REQUIRED TASK: Please copy exactly the lines that begin with the one containing "Can you find the grassy" and end with the last line of the entries.

RECORDS SHOWN:
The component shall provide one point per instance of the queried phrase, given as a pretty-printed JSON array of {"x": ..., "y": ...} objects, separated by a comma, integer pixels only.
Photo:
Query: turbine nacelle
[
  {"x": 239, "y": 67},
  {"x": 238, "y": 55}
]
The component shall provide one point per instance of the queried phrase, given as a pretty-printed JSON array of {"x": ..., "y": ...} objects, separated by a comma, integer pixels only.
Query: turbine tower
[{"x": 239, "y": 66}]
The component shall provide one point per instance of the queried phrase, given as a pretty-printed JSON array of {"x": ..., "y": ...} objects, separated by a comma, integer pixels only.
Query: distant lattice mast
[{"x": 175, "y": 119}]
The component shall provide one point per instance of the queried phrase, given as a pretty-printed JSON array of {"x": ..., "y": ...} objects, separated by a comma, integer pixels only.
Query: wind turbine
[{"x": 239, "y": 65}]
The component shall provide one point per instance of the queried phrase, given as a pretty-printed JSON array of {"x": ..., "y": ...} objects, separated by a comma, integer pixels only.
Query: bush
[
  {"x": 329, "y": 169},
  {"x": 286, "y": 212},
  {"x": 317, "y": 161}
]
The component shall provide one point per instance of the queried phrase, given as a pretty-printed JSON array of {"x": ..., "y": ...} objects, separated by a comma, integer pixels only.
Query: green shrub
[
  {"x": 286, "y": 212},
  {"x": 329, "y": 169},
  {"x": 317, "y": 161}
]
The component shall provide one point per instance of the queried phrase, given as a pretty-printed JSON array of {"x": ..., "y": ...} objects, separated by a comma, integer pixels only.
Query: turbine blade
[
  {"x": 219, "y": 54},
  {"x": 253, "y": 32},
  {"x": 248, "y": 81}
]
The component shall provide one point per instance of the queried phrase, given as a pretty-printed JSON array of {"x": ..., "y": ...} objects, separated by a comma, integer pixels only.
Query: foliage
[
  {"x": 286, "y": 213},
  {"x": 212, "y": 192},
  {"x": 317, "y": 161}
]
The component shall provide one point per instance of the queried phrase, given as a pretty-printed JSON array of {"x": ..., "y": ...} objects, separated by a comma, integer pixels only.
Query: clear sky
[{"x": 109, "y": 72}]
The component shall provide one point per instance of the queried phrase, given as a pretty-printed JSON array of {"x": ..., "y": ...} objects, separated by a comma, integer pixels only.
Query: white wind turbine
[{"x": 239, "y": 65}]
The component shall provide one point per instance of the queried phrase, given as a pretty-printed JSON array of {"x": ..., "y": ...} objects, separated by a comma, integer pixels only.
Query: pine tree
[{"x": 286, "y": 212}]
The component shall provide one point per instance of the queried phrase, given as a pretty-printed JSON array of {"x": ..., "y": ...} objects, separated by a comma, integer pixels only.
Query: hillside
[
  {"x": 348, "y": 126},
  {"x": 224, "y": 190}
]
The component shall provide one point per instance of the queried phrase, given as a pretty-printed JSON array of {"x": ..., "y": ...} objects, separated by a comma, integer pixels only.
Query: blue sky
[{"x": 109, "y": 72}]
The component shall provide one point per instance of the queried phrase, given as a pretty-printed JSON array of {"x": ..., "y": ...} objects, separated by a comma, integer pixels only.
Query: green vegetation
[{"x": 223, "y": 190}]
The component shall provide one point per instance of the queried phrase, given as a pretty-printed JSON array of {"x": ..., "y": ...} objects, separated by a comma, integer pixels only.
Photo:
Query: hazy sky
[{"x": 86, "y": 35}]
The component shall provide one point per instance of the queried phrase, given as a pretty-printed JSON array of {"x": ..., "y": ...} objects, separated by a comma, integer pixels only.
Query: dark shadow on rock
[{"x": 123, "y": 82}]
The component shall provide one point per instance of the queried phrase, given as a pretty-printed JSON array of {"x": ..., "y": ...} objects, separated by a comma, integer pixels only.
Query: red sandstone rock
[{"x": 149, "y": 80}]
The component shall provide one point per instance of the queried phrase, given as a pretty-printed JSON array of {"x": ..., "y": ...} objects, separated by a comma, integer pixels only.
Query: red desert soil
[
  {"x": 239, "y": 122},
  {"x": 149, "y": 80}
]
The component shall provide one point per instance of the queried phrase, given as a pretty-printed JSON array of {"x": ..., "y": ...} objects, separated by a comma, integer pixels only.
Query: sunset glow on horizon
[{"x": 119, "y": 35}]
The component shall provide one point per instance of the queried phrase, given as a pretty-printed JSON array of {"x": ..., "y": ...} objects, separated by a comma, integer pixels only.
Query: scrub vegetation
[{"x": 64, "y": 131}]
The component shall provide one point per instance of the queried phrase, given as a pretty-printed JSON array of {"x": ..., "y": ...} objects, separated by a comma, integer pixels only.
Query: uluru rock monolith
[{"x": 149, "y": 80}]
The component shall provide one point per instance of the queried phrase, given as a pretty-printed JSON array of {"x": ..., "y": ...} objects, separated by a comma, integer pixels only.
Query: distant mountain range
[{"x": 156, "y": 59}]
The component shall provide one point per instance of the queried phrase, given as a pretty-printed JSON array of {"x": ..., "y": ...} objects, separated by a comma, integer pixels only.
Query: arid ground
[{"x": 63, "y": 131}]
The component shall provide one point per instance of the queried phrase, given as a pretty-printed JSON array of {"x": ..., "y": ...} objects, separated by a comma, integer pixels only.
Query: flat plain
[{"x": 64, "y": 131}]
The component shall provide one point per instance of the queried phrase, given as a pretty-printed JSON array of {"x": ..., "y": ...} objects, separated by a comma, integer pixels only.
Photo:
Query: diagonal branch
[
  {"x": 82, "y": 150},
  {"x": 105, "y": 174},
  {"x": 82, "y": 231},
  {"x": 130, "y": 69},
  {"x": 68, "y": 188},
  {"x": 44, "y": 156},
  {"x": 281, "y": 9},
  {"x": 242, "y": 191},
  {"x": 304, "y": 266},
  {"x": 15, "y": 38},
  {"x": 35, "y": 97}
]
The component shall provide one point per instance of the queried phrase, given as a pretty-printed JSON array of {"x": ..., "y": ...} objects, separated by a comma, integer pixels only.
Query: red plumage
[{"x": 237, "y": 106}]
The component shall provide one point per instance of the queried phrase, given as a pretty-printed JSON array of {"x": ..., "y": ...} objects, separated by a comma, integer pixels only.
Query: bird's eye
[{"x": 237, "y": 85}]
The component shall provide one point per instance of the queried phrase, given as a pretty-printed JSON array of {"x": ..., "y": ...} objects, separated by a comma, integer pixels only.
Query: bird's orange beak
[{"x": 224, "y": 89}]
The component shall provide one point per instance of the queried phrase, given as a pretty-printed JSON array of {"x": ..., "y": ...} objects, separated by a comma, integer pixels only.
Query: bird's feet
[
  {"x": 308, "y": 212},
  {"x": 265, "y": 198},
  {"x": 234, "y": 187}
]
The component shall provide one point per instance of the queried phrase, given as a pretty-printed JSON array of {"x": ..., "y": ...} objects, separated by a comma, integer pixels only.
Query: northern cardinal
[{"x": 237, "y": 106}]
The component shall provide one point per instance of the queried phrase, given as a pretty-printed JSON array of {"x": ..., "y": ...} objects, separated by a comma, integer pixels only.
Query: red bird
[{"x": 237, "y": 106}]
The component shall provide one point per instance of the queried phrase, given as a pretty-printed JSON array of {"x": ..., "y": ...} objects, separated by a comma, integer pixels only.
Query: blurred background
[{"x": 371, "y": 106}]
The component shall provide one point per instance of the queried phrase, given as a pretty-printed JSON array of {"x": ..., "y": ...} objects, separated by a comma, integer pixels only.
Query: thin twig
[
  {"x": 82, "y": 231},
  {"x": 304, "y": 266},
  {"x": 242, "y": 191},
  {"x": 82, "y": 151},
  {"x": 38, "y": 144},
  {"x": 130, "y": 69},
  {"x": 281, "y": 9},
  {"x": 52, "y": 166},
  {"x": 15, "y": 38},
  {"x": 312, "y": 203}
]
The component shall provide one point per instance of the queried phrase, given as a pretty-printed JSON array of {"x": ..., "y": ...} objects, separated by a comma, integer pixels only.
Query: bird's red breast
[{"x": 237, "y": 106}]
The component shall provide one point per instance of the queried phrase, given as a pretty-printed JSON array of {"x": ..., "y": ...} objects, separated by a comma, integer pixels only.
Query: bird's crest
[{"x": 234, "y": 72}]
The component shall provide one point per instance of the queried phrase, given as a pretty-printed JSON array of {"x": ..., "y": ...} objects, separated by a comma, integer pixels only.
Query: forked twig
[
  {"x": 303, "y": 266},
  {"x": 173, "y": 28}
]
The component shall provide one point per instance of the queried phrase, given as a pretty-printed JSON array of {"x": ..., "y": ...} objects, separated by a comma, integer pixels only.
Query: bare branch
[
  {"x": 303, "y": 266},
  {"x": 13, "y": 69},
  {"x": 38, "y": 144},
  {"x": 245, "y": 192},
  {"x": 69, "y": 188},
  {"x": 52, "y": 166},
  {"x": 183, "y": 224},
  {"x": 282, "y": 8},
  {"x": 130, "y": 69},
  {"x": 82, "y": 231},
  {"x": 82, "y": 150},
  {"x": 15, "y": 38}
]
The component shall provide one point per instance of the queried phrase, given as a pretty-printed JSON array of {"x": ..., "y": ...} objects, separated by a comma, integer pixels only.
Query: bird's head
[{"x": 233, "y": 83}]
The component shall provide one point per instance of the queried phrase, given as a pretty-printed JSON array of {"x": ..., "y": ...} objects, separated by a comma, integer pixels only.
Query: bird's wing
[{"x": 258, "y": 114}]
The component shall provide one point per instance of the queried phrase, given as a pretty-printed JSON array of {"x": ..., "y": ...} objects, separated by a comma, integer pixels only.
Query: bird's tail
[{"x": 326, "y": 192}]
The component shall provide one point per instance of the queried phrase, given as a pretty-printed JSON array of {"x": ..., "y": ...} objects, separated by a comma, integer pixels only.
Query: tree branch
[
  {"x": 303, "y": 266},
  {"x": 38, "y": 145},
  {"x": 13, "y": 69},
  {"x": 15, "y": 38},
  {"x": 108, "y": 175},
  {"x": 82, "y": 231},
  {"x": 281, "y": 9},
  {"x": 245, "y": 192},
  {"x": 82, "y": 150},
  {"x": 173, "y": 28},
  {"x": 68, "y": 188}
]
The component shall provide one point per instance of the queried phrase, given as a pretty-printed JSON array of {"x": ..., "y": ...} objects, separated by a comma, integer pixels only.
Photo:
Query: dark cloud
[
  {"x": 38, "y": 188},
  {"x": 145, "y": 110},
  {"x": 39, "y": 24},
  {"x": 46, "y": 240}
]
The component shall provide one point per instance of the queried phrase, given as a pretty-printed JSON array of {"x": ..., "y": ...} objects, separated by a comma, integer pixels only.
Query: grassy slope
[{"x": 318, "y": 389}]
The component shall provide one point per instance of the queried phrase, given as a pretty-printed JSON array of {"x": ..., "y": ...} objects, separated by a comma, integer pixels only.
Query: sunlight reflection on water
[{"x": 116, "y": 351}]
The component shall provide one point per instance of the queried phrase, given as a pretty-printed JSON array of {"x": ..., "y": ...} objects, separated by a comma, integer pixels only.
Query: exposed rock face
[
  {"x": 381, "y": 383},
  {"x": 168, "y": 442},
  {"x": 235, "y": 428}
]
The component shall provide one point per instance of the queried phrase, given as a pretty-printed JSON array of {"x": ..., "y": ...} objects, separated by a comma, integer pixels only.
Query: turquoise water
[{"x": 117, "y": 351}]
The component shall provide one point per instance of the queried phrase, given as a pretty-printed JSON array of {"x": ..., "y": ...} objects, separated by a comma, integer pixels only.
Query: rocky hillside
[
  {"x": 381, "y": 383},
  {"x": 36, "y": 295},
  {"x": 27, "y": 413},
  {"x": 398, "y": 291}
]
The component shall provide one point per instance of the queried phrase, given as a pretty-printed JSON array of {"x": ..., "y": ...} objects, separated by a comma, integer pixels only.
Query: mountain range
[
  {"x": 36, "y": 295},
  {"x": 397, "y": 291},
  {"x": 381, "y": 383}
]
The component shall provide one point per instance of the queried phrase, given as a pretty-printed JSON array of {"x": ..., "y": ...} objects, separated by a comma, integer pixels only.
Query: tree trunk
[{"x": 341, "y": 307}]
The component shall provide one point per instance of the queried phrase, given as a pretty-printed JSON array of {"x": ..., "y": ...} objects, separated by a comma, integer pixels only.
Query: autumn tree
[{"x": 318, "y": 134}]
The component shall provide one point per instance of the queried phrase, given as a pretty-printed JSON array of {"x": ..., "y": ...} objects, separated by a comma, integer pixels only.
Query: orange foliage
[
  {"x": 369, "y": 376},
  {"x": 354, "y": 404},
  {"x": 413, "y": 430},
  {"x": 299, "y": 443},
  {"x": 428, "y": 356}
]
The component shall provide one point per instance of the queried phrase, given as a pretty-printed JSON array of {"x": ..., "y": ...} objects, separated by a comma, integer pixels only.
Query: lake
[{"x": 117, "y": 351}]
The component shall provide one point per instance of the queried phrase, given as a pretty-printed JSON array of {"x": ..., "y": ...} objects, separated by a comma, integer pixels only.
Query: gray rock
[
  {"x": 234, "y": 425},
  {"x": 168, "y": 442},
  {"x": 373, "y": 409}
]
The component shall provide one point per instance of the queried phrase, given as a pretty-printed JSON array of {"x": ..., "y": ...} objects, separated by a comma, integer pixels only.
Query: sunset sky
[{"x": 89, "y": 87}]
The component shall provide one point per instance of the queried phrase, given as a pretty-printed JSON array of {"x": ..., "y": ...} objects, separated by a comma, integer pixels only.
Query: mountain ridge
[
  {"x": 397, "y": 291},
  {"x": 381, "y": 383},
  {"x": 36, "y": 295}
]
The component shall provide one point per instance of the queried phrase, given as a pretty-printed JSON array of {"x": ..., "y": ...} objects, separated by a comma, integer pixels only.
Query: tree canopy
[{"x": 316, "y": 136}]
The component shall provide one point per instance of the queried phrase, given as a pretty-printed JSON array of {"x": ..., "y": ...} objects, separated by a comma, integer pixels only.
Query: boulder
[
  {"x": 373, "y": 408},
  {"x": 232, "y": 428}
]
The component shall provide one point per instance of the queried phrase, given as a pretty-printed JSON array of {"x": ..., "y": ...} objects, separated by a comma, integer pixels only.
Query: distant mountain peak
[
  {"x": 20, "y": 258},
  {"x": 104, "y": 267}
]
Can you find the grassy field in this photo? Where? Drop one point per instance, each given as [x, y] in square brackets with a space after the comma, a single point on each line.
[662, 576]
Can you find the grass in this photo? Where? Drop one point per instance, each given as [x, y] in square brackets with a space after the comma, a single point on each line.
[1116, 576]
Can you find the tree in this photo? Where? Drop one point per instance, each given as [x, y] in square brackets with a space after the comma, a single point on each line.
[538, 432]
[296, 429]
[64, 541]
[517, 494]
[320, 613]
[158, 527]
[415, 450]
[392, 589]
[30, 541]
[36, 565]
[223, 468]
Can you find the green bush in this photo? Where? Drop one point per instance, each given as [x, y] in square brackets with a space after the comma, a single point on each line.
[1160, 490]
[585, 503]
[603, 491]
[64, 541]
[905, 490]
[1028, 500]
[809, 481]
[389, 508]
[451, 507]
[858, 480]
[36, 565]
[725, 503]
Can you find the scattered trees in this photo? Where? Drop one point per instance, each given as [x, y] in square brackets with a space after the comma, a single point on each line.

RESPONSE FOR THIS EXERCISE:
Can you find the grassy field in this photo? Where? Drop one point per instance, each given as [x, y] in square brackets with a space after the comma, a single point on each line.
[662, 576]
Can you find the grass in this photo? Where? Drop one point per instance, each given as [x, y] in square brackets with a space after the comma, a single point on each line.
[1116, 576]
Can you find the tree in this photo? Where? Drop one point per instance, each given as [x, y] in square brackets with a space after the comma, a single point on each line.
[538, 432]
[296, 429]
[64, 541]
[517, 494]
[320, 613]
[158, 527]
[415, 450]
[392, 589]
[30, 541]
[36, 565]
[223, 468]
Can you find the green bush in this photo? Where? Drop one point per instance, each given as [x, y] in square brackets with a space after the comma, a single point on each line.
[1160, 490]
[585, 503]
[603, 491]
[64, 541]
[905, 490]
[1028, 500]
[809, 481]
[389, 508]
[451, 507]
[858, 480]
[36, 565]
[725, 503]
Can you find the scattered trees in this photo? Where? Drop one point per instance, each given as [x, y] in square brackets with a space after the comma, a single point on each line.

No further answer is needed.